Source data
═══

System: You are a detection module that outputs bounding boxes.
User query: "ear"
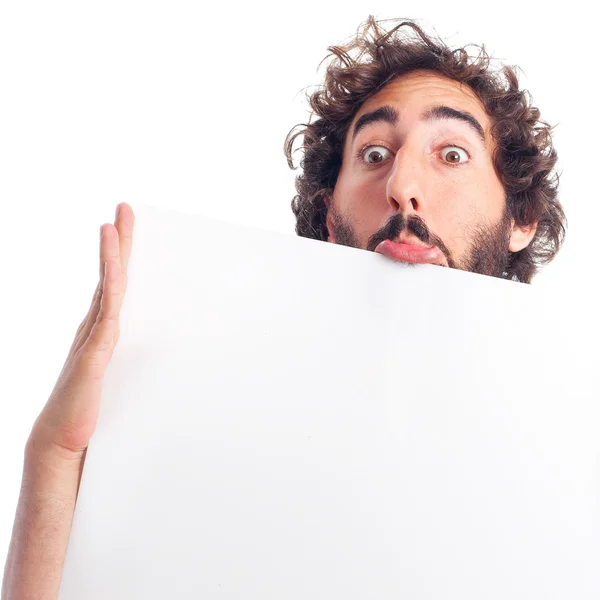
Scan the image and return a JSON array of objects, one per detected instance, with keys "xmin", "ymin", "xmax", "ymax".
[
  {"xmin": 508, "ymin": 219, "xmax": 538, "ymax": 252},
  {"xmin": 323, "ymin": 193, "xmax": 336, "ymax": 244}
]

═══

Exercise description:
Can you switch "detection module" to "localization module" throughout the entries and give them back with nothing else changed, leaving the pictures out?

Solution to the problem:
System: You are a localization module that outputs bounding boxes.
User query: "ear"
Scan the image and return a JSON array of objects, one per detected instance, with keys "xmin", "ymin", "xmax", "ymax".
[
  {"xmin": 508, "ymin": 219, "xmax": 538, "ymax": 252},
  {"xmin": 323, "ymin": 193, "xmax": 336, "ymax": 244}
]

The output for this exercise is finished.